__Written tasks__.
A - According to the explanation of enthalpy and ionic bonding, when does a decrease in enthalpy occur?
B - Carry on the explanation of enthalpy and ionic bonding from its final sentence, writing a few more sentences in the same style.

── Excerpt to read

Reactions which cause an increase in entropy (I.e. kinetic instability) or a decrease in enthalpy (I.e. Thermodynamic instability) will be favourable and will naturally occur.

In this case, only considering enthalpy is particularly relevant.

So a decrease in enthalpy will occur when the energy of the products is less than the energy of the reactants, and if this is the case, the reaction will be favourable and occur naturally.

It is important to note that as we’re talking about an ionic bond, e.g. NaI, only one electron from the sodium atom is given to the iodide atom.

So you’re correct, that promoting this electron requires energy (or is an endothermic process in itself) because energy levels are quantised, and so the electron must be promoted to a higher level to be a part of the iodine ion.

────
── Records provided

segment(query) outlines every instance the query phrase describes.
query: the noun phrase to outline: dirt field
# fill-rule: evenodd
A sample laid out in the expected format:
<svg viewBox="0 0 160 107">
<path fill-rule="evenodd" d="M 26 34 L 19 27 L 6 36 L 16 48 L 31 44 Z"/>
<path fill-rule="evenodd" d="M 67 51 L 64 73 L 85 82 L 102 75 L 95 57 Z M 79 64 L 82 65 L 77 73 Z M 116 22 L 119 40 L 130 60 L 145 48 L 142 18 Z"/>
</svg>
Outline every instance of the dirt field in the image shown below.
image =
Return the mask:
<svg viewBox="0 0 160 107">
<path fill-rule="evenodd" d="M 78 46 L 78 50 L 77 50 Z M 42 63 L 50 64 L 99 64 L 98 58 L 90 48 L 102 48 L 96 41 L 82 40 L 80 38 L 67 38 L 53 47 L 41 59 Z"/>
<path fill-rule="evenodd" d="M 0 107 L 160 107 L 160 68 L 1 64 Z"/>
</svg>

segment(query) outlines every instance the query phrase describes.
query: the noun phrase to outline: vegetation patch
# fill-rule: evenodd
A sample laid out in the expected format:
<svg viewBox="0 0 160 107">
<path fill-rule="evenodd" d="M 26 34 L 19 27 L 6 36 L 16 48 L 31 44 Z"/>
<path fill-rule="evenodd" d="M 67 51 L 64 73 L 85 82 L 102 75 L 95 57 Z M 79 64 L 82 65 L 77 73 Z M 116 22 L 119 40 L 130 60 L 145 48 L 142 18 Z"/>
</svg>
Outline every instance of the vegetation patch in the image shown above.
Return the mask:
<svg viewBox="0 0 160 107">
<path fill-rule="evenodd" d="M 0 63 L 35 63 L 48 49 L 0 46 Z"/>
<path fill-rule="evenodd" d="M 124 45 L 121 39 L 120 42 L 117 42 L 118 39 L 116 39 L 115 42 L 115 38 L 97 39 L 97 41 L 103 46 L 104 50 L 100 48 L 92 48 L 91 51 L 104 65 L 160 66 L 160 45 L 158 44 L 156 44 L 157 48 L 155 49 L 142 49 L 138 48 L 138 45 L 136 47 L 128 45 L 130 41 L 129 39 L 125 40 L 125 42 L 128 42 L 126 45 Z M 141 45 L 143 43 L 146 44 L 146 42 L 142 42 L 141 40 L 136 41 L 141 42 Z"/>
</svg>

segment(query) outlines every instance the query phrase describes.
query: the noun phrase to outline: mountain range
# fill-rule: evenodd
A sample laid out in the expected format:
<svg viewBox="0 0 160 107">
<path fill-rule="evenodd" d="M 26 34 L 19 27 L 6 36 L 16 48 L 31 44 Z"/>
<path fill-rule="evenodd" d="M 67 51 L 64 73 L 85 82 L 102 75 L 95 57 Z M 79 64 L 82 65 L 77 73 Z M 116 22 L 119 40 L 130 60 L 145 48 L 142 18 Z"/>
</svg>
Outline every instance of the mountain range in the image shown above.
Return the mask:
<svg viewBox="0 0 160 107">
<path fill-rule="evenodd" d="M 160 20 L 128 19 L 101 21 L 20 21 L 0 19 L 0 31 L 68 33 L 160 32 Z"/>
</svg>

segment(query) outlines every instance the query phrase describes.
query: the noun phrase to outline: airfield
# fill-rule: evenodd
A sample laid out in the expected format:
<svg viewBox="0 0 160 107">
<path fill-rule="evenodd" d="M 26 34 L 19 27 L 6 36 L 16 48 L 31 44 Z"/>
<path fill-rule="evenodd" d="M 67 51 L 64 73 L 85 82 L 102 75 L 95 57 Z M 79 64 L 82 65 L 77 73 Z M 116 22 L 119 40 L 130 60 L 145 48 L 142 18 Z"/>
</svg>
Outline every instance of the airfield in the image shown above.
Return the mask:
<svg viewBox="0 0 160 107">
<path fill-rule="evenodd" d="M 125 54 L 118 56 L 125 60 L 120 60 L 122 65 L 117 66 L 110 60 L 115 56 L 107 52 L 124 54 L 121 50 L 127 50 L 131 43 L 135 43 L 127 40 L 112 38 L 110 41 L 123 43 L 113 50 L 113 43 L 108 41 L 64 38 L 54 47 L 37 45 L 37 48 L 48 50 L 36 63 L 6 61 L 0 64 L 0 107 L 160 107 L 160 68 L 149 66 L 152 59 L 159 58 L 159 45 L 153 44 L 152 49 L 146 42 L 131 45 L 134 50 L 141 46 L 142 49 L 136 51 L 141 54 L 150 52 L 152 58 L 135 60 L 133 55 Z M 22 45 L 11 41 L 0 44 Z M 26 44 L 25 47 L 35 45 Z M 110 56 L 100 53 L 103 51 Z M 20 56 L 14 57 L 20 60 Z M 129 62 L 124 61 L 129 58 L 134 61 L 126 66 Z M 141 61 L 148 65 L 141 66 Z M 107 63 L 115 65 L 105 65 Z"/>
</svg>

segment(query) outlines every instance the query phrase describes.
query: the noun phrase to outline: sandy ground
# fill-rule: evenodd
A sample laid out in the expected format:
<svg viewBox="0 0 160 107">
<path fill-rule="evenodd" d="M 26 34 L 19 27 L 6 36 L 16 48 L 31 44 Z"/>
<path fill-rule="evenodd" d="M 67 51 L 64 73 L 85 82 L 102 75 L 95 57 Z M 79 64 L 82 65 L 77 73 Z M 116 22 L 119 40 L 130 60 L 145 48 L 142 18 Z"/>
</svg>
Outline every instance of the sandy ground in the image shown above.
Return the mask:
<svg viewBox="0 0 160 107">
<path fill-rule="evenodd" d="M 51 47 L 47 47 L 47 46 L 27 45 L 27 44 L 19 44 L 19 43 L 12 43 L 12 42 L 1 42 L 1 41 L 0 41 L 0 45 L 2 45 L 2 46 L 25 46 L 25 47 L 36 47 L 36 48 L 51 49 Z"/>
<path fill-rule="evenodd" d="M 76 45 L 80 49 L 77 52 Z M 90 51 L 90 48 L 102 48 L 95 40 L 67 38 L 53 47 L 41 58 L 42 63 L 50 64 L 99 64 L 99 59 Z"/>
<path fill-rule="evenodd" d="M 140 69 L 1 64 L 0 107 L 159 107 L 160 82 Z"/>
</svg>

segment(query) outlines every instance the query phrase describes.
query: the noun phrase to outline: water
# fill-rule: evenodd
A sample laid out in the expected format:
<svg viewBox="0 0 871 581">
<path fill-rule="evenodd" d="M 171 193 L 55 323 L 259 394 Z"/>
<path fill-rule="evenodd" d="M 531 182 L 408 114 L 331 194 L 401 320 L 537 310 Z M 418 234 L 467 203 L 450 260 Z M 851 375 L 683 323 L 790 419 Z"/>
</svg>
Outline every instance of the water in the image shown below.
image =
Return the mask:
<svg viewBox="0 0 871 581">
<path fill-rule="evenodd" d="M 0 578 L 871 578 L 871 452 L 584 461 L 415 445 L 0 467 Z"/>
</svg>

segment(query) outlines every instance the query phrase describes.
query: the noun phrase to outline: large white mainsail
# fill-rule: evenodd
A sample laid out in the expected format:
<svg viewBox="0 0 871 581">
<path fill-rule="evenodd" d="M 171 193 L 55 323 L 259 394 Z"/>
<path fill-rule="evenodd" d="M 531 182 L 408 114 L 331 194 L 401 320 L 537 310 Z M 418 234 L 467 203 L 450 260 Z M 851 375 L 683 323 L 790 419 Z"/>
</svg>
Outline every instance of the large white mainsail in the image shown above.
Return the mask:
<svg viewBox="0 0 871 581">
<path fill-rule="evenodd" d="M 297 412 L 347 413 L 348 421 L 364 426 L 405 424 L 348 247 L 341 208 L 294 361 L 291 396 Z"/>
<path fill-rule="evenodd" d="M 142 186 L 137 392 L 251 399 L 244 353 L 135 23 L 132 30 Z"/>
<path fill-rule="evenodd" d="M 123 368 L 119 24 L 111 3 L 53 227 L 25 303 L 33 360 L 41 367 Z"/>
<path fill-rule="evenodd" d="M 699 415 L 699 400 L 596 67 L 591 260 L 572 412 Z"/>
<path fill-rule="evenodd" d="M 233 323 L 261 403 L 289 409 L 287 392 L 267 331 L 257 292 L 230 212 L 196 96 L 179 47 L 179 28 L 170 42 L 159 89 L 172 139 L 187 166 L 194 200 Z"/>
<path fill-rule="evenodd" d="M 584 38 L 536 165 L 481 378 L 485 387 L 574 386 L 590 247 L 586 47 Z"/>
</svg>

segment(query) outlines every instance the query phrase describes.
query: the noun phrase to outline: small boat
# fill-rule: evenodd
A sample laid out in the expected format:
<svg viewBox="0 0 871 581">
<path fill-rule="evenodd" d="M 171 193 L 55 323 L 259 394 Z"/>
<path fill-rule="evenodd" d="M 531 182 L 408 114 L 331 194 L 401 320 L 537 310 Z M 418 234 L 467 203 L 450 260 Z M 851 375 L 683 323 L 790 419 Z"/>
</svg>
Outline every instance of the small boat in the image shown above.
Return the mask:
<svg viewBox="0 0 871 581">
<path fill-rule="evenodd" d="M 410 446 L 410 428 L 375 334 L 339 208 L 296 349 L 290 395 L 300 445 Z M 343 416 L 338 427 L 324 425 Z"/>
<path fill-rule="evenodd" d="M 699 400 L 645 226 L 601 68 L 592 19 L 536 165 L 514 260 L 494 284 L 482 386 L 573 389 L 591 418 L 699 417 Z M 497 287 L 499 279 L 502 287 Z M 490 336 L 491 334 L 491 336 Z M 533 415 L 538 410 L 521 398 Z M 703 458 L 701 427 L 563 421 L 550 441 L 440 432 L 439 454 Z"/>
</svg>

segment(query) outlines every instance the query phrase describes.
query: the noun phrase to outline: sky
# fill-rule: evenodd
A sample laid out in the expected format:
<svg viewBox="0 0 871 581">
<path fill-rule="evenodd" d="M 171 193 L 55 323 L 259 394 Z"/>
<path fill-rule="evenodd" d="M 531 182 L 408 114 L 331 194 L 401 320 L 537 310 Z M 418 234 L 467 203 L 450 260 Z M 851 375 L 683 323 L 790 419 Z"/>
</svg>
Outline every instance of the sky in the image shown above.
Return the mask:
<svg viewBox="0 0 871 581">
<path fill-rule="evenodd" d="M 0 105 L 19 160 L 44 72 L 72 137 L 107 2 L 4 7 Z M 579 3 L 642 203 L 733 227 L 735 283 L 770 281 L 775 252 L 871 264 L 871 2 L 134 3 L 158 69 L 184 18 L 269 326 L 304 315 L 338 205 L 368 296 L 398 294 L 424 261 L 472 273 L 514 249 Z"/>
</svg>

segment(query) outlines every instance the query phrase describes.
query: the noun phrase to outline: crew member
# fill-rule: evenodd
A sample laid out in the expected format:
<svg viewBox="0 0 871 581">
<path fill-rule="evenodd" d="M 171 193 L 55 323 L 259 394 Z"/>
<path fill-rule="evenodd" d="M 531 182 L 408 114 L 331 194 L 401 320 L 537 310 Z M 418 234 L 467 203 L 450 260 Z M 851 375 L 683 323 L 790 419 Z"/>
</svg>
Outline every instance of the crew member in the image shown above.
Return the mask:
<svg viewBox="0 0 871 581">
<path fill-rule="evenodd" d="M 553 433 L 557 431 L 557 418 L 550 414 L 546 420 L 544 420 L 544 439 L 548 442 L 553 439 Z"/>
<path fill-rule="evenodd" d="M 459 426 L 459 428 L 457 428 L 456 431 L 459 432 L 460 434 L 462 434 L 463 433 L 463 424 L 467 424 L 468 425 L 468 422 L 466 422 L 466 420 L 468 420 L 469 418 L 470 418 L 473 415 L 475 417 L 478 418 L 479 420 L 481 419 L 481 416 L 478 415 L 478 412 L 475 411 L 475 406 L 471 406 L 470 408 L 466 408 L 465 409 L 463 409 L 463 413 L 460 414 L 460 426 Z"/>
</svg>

────

__Results for each task__.
A - A decrease in enthalpy occurs when the energy of the products is less than the energy of the reactants.

B -
However, the energy released by the formation of the ionic bond is vastly greater than the energy required to promote the electron, and so the net change of the reaction will be that the energy released is greater than the energy supplied, and so the reaction is exothermic, leads to a decrease in enthalpy, and so is favourable.

The presence of the additional electron does not decrease the energy of the other valence electrons as they are quantised and do not change their energy level.

The concept of bond formation releasing energy can be conceptually difficult to grasp, so it is best to think of bond formation as the opposite of bond-breaking, which it inherently is. And since it will obviously require energy to be supplied in order to break a bond, by extension, forming a bond releases energy.